Entries taken from a collection
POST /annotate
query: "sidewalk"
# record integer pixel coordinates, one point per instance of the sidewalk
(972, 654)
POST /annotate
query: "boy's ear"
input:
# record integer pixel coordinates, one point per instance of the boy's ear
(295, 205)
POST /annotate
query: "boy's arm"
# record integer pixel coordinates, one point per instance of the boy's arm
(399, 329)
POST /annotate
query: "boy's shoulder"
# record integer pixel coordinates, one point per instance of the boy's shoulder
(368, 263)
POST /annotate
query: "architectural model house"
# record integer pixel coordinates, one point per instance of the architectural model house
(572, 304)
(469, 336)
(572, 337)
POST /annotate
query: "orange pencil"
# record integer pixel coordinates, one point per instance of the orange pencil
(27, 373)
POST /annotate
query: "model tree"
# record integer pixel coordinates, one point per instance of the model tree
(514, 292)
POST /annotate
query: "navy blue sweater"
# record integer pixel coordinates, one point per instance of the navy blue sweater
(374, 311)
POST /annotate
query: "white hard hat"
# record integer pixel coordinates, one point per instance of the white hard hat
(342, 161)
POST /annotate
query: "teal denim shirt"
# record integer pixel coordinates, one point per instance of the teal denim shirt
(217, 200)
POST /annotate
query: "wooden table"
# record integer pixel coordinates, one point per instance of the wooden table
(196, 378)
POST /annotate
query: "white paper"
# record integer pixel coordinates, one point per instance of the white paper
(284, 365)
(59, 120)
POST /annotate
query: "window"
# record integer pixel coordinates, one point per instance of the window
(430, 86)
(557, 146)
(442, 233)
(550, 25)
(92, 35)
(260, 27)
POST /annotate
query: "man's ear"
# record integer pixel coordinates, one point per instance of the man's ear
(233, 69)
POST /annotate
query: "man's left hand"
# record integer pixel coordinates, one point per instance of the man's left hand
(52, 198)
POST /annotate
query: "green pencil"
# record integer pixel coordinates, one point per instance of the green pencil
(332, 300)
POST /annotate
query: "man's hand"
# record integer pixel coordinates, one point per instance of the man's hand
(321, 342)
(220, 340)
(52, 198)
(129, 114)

> Task description: Copy out each line exactly.

> Final answer:
POST /annotate
query: "sidewalk"
# record integer pixel coordinates, one point per instance of the sidewalk
(972, 654)
POST /annotate
query: "boy's ear"
input:
# record integer pixel coordinates, one point per instance of the boy's ear
(295, 205)
POST /annotate
query: "boy's arm"
# record integer pixel coordinates, one point per instance of the boy's arm
(399, 329)
POST /annotate
query: "boy's shoulder"
# record integer pixel coordinates, one point per instance of the boy's shoulder
(368, 263)
POST /annotate
query: "architectural model house"
# record integer pixel coordinates, one point per instance of the architectural model house
(572, 304)
(469, 336)
(572, 337)
POST /annotate
query: "orange pencil"
# record integer pixel coordinates, one point per instance of the orange pencil
(27, 373)
POST /annotate
query: "model tree"
# record integer pixel coordinates, one point per instance of the model tree
(514, 292)
POST /annotate
query: "navy blue sweater"
# record integer pixel coordinates, one point per instance of the navy blue sweater
(374, 311)
POST /annotate
query: "white hard hat"
# record integer pixel coordinates, one point per instance of the white hard hat
(342, 161)
POST /annotate
query: "teal denim shirt"
# record integer pixel coordinates, one point per instance of the teal denim shirt
(217, 200)
POST /annotate
query: "wooden table"
# record integer pixel coordinates, one point per instance of the wooden table
(196, 378)
POST /annotate
query: "white paper"
# record integer pixel coordinates, one point per instance of the white paper
(284, 365)
(59, 120)
POST /annotate
query: "window"
# record integer pixel coordinates, one point per instance of the window
(430, 86)
(557, 146)
(442, 233)
(550, 25)
(92, 35)
(260, 27)
POST /annotate
query: "man's ear"
# record integer pixel coordinates, one point per instance of the man's ear
(233, 69)
POST /annotate
query: "man's left hand"
# record integer pixel coordinates, one point per instance of the man's left hand
(52, 198)
POST /annotate
query: "green pencil"
# record integer pixel coordinates, one point per instance of the green pencil
(332, 300)
POST /annotate
query: "man's hand"
# record integer pixel coordinates, one point per instance of the man's hand
(321, 342)
(220, 340)
(52, 198)
(129, 114)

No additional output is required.